> Given problem: Lay out the material from its first line up to and including the line containing "xmin=336 ymin=233 xmax=587 ymax=674" as a Markdown table with the columns Row and Line, one numbered row per line and no blank lines.

────────────────────────────────────────

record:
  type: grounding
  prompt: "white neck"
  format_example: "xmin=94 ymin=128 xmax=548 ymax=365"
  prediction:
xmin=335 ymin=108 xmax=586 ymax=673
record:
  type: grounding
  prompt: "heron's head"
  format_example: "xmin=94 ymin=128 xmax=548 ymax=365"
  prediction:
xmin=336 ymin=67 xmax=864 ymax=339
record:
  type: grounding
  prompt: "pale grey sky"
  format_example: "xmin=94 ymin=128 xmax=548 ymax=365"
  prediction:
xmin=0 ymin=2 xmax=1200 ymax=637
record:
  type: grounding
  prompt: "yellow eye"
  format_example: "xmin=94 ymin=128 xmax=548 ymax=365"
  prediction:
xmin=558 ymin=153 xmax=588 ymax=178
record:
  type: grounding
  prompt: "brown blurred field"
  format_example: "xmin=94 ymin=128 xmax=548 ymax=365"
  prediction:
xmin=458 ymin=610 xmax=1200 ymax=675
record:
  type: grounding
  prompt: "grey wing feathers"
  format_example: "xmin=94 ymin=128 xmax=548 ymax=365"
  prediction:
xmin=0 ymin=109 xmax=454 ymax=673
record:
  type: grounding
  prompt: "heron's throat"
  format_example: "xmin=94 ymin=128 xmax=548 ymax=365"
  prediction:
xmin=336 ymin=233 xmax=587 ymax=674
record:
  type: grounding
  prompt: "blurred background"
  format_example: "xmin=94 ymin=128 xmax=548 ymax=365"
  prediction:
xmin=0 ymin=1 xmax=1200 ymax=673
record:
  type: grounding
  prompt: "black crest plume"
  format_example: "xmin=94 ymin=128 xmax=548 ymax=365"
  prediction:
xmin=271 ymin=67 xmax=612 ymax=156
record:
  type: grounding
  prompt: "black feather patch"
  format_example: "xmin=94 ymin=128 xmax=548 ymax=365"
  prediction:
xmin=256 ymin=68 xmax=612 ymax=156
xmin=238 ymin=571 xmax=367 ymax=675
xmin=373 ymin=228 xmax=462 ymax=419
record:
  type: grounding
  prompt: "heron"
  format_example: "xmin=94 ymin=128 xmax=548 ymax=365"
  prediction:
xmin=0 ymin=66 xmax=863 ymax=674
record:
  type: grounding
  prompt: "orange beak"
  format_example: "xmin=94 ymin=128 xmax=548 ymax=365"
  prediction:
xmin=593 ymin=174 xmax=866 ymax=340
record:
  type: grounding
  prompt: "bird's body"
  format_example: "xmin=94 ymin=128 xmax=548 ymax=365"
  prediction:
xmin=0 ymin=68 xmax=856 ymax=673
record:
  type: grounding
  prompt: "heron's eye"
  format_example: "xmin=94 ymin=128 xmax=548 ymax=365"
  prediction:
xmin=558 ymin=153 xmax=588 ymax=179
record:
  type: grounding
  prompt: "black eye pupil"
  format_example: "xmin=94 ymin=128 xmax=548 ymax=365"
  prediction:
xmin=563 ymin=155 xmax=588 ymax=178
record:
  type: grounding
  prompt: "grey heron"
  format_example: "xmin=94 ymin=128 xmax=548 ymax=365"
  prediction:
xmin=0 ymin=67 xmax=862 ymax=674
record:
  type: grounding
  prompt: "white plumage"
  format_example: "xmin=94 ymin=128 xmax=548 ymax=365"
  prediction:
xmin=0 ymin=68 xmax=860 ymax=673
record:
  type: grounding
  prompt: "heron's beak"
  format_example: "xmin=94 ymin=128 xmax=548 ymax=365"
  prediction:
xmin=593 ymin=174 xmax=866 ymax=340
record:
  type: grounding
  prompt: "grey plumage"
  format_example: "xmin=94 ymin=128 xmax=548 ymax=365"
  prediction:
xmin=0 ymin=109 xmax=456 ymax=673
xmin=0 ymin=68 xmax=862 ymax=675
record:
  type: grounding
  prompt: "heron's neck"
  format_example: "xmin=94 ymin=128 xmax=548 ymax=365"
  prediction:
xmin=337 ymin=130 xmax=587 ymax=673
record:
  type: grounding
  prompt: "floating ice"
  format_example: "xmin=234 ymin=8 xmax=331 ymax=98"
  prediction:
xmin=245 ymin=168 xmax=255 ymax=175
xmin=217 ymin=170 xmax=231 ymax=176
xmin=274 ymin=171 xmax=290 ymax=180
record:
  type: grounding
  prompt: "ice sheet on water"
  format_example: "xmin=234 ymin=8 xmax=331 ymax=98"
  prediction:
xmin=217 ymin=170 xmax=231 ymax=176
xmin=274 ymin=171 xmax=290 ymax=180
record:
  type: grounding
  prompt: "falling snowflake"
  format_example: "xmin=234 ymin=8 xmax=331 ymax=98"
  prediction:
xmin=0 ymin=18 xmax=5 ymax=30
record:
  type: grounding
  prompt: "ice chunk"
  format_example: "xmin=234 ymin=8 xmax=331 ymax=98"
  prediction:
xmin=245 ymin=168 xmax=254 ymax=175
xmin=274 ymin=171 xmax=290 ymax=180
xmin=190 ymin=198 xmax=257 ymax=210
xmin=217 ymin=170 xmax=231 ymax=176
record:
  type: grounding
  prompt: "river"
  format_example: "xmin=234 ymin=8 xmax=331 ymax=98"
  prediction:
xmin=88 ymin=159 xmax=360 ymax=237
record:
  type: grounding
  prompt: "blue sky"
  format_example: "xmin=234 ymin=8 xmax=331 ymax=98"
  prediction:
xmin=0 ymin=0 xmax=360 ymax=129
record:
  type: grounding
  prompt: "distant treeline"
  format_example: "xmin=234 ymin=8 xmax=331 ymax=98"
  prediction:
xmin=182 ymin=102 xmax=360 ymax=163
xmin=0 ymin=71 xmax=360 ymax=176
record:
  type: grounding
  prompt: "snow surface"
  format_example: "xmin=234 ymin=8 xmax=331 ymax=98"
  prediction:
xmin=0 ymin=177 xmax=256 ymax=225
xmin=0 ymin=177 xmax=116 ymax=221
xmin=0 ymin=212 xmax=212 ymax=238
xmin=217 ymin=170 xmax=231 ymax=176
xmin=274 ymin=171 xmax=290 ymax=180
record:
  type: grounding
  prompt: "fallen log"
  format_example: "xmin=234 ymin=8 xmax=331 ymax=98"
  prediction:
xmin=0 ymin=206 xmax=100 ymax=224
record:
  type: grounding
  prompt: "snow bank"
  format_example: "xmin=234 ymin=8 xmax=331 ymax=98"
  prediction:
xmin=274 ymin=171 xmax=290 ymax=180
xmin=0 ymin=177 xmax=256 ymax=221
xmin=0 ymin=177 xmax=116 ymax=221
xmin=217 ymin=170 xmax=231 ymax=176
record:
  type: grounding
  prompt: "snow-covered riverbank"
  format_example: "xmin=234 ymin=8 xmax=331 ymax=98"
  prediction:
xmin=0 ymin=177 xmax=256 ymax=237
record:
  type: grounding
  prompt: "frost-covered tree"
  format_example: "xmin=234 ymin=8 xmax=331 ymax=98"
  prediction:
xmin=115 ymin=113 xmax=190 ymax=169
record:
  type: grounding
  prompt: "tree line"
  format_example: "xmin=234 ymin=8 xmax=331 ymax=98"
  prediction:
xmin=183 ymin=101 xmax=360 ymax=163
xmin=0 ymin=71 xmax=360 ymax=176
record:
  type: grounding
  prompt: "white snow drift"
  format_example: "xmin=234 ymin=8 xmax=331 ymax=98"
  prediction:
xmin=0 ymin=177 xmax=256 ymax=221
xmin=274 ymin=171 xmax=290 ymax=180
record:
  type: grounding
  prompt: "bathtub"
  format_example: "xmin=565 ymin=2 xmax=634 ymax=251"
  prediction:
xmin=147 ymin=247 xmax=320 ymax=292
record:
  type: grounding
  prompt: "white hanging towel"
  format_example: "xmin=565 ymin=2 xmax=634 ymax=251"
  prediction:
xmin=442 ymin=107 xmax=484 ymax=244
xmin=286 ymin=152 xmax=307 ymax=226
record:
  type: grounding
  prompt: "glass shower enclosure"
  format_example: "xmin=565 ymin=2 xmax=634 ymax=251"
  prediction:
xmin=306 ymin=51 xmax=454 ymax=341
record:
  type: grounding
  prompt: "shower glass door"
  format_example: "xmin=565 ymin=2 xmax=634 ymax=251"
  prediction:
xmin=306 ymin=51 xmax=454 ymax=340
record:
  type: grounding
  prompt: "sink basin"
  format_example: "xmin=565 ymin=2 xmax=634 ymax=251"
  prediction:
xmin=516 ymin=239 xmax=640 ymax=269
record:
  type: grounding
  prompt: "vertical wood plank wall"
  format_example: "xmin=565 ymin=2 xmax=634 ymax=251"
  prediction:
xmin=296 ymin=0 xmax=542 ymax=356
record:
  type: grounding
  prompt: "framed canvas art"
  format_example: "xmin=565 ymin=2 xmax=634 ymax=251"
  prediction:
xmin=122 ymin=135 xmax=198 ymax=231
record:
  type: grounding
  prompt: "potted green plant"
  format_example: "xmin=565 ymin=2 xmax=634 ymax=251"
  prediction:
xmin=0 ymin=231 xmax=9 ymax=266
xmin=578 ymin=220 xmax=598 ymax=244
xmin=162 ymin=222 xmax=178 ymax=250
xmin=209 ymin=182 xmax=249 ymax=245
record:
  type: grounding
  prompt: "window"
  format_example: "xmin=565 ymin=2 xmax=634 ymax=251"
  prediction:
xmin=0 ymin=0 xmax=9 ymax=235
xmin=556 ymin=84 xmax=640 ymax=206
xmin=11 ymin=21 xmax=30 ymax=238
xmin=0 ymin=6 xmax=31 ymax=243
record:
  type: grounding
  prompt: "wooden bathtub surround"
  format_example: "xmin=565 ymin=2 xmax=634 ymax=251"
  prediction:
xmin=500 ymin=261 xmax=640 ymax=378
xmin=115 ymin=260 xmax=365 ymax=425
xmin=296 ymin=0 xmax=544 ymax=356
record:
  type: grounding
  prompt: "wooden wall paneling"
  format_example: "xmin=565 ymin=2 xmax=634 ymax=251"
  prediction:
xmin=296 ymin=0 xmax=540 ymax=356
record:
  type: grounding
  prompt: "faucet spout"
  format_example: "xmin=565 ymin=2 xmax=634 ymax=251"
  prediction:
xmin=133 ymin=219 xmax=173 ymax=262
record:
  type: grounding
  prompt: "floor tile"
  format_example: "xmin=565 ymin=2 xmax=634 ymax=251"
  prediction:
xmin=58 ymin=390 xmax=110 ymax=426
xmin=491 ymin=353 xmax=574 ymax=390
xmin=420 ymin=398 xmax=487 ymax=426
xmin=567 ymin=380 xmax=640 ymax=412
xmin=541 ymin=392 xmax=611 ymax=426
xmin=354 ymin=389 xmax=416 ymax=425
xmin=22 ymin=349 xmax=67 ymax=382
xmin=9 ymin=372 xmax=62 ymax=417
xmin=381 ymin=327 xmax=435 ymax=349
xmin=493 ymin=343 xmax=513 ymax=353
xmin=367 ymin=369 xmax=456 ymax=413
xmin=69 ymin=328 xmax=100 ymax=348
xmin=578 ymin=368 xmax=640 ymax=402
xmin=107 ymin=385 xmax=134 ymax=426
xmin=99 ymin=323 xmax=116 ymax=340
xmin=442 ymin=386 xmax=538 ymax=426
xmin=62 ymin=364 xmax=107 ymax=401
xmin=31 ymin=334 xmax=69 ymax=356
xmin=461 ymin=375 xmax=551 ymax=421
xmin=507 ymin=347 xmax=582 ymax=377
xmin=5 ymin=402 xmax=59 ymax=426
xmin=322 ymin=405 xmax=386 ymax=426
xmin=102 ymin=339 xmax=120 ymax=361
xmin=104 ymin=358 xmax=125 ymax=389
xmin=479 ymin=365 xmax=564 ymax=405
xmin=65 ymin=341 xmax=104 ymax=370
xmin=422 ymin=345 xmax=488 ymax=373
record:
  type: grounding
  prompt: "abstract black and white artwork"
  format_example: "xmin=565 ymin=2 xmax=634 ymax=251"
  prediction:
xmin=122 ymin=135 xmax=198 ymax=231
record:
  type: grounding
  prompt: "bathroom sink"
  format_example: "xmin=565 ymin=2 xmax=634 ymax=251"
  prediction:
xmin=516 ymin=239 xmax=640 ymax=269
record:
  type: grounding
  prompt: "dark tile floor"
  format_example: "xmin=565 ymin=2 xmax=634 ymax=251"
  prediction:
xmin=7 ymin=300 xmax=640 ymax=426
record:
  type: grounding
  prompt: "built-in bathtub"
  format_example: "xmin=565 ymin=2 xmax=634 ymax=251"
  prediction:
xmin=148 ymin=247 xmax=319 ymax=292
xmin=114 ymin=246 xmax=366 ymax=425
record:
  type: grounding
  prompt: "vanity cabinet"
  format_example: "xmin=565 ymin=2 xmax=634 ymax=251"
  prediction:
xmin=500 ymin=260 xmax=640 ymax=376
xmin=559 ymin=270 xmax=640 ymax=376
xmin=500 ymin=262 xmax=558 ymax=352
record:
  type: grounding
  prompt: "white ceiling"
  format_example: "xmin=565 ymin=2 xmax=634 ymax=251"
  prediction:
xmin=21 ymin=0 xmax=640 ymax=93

────────────────────────────────────────

> Task solution:
| Row | Line |
|---|---|
| 1 | record: |
| 2 |   type: grounding |
| 3 |   prompt: "white neck" |
| 4 |   format_example: "xmin=94 ymin=128 xmax=548 ymax=365" |
| 5 |   prediction: |
| 6 | xmin=335 ymin=108 xmax=586 ymax=673 |
| 7 | record: |
| 8 |   type: grounding |
| 9 |   prompt: "heron's head" |
| 10 |   format_example: "xmin=94 ymin=128 xmax=548 ymax=365" |
| 11 |   prediction: |
| 12 | xmin=336 ymin=67 xmax=864 ymax=339 |
| 13 | record: |
| 14 |   type: grounding |
| 15 |   prompt: "pale grey sky" |
| 16 |   format_example: "xmin=94 ymin=128 xmax=548 ymax=365" |
| 17 |   prediction: |
| 18 | xmin=0 ymin=2 xmax=1200 ymax=637 |
| 19 | record: |
| 20 |   type: grounding |
| 21 |   prompt: "yellow eye" |
| 22 |   format_example: "xmin=94 ymin=128 xmax=548 ymax=365" |
| 23 |   prediction: |
| 24 | xmin=558 ymin=153 xmax=588 ymax=178 |
| 25 | record: |
| 26 |   type: grounding |
| 27 |   prompt: "brown blurred field" |
| 28 |   format_example: "xmin=94 ymin=128 xmax=548 ymax=365" |
| 29 |   prediction: |
| 30 | xmin=458 ymin=610 xmax=1200 ymax=675 |
| 31 | record: |
| 32 |   type: grounding |
| 33 |   prompt: "grey wing feathers" |
| 34 |   format_example: "xmin=94 ymin=128 xmax=548 ymax=365" |
| 35 |   prediction: |
| 36 | xmin=0 ymin=109 xmax=454 ymax=673 |
| 37 | record: |
| 38 |   type: grounding |
| 39 |   prompt: "heron's throat" |
| 40 |   format_example: "xmin=94 ymin=128 xmax=548 ymax=365" |
| 41 |   prediction: |
| 42 | xmin=336 ymin=233 xmax=587 ymax=674 |